What is being asked
Reproduce each of the lines below word for word, in the same order.

Exercise material
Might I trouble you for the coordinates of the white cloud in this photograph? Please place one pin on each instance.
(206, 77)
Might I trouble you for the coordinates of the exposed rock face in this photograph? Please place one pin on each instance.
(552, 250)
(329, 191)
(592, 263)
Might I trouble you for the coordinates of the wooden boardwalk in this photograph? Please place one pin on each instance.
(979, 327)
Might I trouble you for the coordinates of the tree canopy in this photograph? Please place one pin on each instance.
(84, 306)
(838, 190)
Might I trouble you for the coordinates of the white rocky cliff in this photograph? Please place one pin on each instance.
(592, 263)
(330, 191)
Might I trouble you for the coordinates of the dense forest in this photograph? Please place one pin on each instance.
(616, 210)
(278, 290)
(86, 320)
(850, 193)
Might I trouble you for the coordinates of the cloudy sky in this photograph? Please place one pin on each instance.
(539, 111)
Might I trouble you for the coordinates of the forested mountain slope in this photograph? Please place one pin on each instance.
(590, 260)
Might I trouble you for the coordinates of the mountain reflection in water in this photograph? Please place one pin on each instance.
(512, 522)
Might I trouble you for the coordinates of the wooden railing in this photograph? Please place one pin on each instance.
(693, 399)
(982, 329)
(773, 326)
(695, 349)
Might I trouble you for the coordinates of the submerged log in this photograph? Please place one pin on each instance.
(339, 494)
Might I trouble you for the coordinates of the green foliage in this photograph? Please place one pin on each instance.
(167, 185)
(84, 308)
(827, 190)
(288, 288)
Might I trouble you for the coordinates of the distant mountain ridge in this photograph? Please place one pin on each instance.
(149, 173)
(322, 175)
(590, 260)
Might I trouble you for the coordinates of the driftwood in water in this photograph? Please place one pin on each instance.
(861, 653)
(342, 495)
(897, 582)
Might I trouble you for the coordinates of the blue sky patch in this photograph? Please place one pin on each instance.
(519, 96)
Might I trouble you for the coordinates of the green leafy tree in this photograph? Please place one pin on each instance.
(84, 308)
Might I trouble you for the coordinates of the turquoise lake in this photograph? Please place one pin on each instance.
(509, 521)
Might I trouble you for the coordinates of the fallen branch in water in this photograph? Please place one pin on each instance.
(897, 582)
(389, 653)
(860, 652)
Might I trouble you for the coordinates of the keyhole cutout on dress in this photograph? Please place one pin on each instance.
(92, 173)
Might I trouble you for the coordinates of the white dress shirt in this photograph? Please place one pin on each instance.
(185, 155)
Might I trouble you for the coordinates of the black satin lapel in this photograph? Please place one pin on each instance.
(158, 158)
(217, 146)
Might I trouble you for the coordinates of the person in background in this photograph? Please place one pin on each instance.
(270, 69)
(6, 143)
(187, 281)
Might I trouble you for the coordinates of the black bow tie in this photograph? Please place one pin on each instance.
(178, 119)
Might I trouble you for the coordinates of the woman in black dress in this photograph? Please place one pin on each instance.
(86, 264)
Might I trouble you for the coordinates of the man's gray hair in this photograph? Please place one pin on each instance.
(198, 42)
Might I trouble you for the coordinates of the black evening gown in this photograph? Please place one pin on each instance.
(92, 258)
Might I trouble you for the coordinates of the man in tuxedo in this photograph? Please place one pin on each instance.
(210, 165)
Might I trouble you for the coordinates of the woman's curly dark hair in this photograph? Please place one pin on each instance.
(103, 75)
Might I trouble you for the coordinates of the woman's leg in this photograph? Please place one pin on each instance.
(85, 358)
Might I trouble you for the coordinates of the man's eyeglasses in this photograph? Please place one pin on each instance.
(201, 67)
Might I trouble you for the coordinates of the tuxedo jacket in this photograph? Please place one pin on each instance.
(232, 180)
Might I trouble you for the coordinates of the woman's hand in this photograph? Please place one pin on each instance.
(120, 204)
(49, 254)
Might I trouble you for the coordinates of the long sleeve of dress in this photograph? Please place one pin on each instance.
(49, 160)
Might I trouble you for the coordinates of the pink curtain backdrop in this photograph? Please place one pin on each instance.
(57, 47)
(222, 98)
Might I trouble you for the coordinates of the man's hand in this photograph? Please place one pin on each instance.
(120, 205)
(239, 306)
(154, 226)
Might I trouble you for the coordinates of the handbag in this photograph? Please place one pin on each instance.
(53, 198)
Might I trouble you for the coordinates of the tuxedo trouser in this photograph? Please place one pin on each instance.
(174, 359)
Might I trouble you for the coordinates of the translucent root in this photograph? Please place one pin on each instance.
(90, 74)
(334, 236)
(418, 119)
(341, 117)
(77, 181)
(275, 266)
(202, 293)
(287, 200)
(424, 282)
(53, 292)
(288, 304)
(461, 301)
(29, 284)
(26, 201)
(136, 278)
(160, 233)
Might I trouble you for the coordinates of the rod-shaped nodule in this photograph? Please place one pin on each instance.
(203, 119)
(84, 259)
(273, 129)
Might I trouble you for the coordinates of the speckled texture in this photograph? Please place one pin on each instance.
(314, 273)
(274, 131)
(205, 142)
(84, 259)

Solved problem
Might I trouble you for the coordinates of the white cloud in this photograph? Please place one pin on each instance.
(206, 77)
Might I trouble you for the coordinates of the exposed rock face in this photograph? Please place one pin on each instance.
(552, 250)
(329, 191)
(592, 263)
Might I trouble you for the coordinates of the wooden boardwalk in this photograph? Please place one pin on each instance.
(979, 327)
Might I trouble you for the coordinates of the tree canopy in this photograph? Please place one pin on each instance.
(84, 306)
(838, 190)
Might I trouble you for the coordinates of the white rocky cliff in this photograph? Please place one pin on each instance.
(592, 263)
(330, 191)
Might I trouble you for the coordinates of the dense forest in this photograph? Please place one pin on each instance.
(616, 210)
(278, 290)
(86, 320)
(850, 193)
Might I trouble you for the coordinates of the cloudy sky in this photograph? Please place one pin on each instance.
(539, 111)
Might I trouble you for the coordinates of the forested mountain slope in this photograph? Please place one pin on each instance.
(590, 260)
Might I trouble you for the coordinates of the mountain reflection in water in this photograph? Please place one pin on each instance.
(512, 522)
Might I trouble you for the coordinates of the wooden railing in this photograph? Please place one pin on each instance.
(693, 399)
(982, 329)
(773, 326)
(695, 349)
Might I trouble you for the coordinates of the submerged log in this photograph? Please place one pin on each instance.
(339, 494)
Might I trouble you for the coordinates of the green foliage in this photograph? Please place one pin on each instance.
(167, 185)
(84, 308)
(827, 190)
(288, 288)
Might I trouble you for the coordinates of the distant mountain ridge in this photograph? Please place one pin on each instance.
(149, 173)
(322, 175)
(590, 260)
Might I trouble you for the coordinates of the driftwood in water in this photograph? Please place one pin on each instance.
(861, 653)
(342, 495)
(897, 582)
Might I trouble you for the coordinates of the blue sky patch in this photograph? Please place one pin on each instance.
(519, 96)
Might I trouble you for the coordinates of the green leafy tree in this photograph? Please place one pin on each instance.
(84, 308)
Might I trouble you for the coordinates of the turquoise lake in this photograph? Please place one pin on each instance.
(509, 521)
Might I trouble you for the coordinates of the fallen branch in water in this photograph? Please place one pin on each instance.
(897, 582)
(389, 653)
(860, 652)
Might I trouble you for the coordinates of the keyhole cutout on dress in this photograph? Please place one pin on each instance.
(92, 173)
Might I trouble you for the coordinates of the white dress shirt in this photograph? Please place one pin on each instance.
(185, 155)
Might I trouble you for the coordinates of the black satin lapel in this photograph? Please place one pin on each instance.
(158, 158)
(217, 146)
Might I trouble you for the coordinates of the person in background in this photograph? Please place one pin on each instance.
(270, 69)
(6, 143)
(187, 281)
Might I trouble you for the coordinates of the black bow tie in this photograph? Please place one pin on each instance.
(178, 119)
Might I trouble you for the coordinates of the woman in black dress in this photograph? Please place one pin on each instance.
(86, 264)
Might I trouble you for the coordinates of the man's gray hair in this photograph? Please place one pin on each instance.
(198, 42)
Might I trouble you for the coordinates of the black evening gown in this photograph? Please place one pin on each instance.
(92, 258)
Might I trouble you for the coordinates of the man in tuxedo in this photograph? Please place one pin on each instance.
(210, 165)
Might I trouble you for the coordinates of the woman's curly dark hair in this photograph? Please place one pin on each instance.
(103, 75)
Might I trouble you for the coordinates of the woman's leg in this photograph? Please place one pin on each instance.
(85, 358)
Might I trouble you for the coordinates of the man's eyeglasses in this photograph? Please place one pin on each instance.
(201, 67)
Might I trouble you for the coordinates of the tuxedo jacket in this photograph? Please place one pin on each instance.
(232, 180)
Might I trouble you for the coordinates of the woman's hand in this photograph? Please place one pin on each instance.
(120, 204)
(49, 254)
Might I trouble you for the coordinates of the long sleeve of dress in this photograph? Please place one pin on each instance.
(49, 160)
Might I trouble you for the coordinates of the pink curtain backdrop in this photograph? Please place one pin on each instance.
(57, 47)
(222, 98)
Might I trouble you for the coordinates of the man's hand in this photograph? Please place one pin on each instance.
(120, 205)
(239, 306)
(154, 226)
Might I trouble you for the coordinates of the handbag in this photograph? Please place one pin on each instance.
(53, 198)
Might I trouble you for the coordinates of the tuxedo trouser in this photograph? Please place one pin on each instance.
(174, 359)
Might I trouble you for the coordinates of the translucent root in this photograph? Please place one pin on each instance.
(90, 74)
(334, 236)
(418, 119)
(341, 117)
(77, 181)
(275, 266)
(202, 293)
(287, 200)
(424, 282)
(53, 292)
(288, 304)
(461, 301)
(29, 284)
(26, 201)
(136, 278)
(160, 233)
Might I trouble you for the coordinates of the rod-shaped nodule in this photograph? Please place one pin on each instance.
(203, 119)
(84, 259)
(273, 129)
Might I trouble you for the coordinates of the speckled texture in this photograph? Please place one pin on each instance.
(314, 273)
(274, 131)
(205, 142)
(84, 259)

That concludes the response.